TEXT BLOCK —
Begin

Re: [Xen-devel] [PATCH 3/3] xen-blkback: fix shutdown race

From: Roger Pau Monné
Date: Mon Feb 03 2014 - 11:59:20 EST

Next message: Frederic Weisbecker: "Re: [PATCH 1/9] block: Stop abusing csd.list for fifo_time"
Previous message: Pearson, Greg: "Re: [PATCH] vmcore: prevent PT_NOTE p_memsz overflow during headerupdate"
Next in thread: Jan Beulich: "Re: [Xen-devel] [PATCH 3/3] xen-blkback: fix shutdown race"
Messages sorted by: [ date ] [ thread ] [ subject ] [ author ]

On 29/01/14 09:52, Jan Beulich wrote:
>>>> On 28.01.14 at 18:43, Roger Pau Monne <roger.pau@xxxxxxxxxx> wrote:
>> --- a/drivers/block/xen-blkback/blkback.c
>> +++ b/drivers/block/xen-blkback/blkback.c
>> @@ -985,17 +985,31 @@ static void __end_block_io_op(struct pending_req
>> *pending_req, int error)
>> * the proper response on the ring.
>> */
>> if (atomic_dec_and_test(&pending_req->pendcnt)) {
>> - xen_blkbk_unmap(pending_req->blkif,
>> + struct xen_blkif *blkif = pending_req->blkif;
>> +
>> + xen_blkbk_unmap(blkif,
>> pending_req->segments,
>> pending_req->nr_pages);
>> - make_response(pending_req->blkif, pending_req->id,
>> + make_response(blkif, pending_req->id,
>> pending_req->operation, pending_req->status);
>> - xen_blkif_put(pending_req->blkif);
>> - if (atomic_read(&pending_req->blkif->refcnt) <= 2) {
>> - if (atomic_read(&pending_req->blkif->drain))
>> - complete(&pending_req->blkif->drain_complete);
>> + free_req(blkif, pending_req);
>> + /*
>> + * Make sure the request is freed before releasing blkif,
>> + * or there could be a race between free_req and the
>> + * cleanup done in xen_blkif_free during shutdown.
>> + *
>> + * NB: The fact that we might try to wake up pending_free_wq
>> + * before drain_complete (in case there's a drain going on)
>> + * it's not a problem with our current implementation
>> + * because we can assure there's no thread waiting on
>> + * pending_free_wq if there's a drain going on, but it has
>> + * to be taken into account if the current model is changed.
>> + */
>> + xen_blkif_put(blkif);
>> + if (atomic_read(&blkif->refcnt) <= 2) {
>> + if (atomic_read(&blkif->drain))
>> + complete(&blkif->drain_complete);
>> }
>> - free_req(pending_req->blkif, pending_req);
>> }
>> }
>
> The put is still too early imo - you're explicitly accessing field in the
> structure immediately afterwards. This may not be an issue at
> present, but I think it's at least a latent one.

End

DATA SEGMENT —
Begin

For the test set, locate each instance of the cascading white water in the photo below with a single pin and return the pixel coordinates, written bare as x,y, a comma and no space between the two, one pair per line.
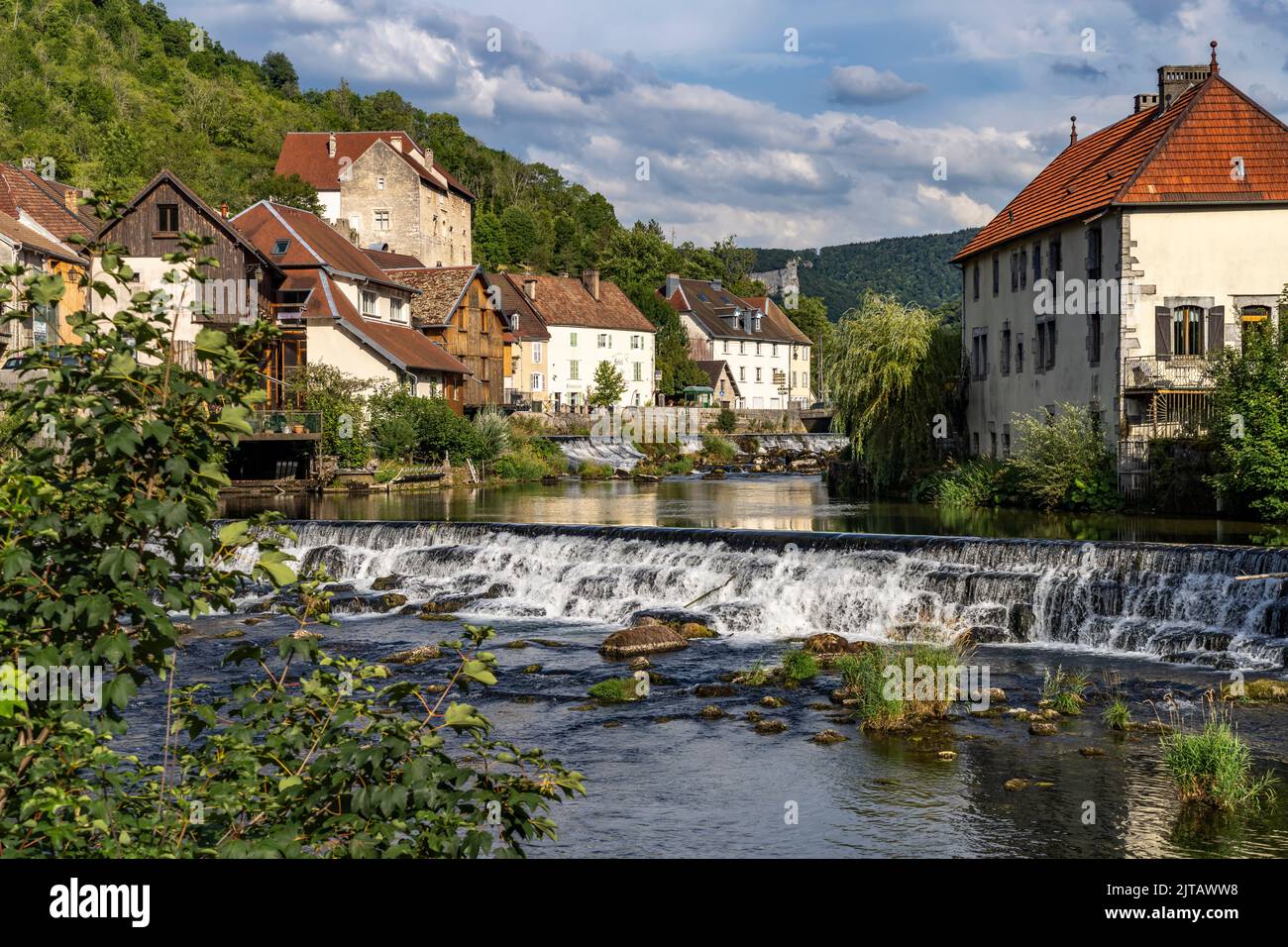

End

WRITTEN TASK —
Please copy the xen-blkback mailing list reply word for word, from "Next in thread: Jan" to "on the ring.".

RESULT OF THE EXERCISE —
Next in thread: Jan Beulich: "Re: [Xen-devel] [PATCH 3/3] xen-blkback: fix shutdown race"
Messages sorted by: [ date ] [ thread ] [ subject ] [ author ]

On 29/01/14 09:52, Jan Beulich wrote:
>>>> On 28.01.14 at 18:43, Roger Pau Monne <roger.pau@xxxxxxxxxx> wrote:
>> --- a/drivers/block/xen-blkback/blkback.c
>> +++ b/drivers/block/xen-blkback/blkback.c
>> @@ -985,17 +985,31 @@ static void __end_block_io_op(struct pending_req
>> *pending_req, int error)
>> * the proper response on the ring.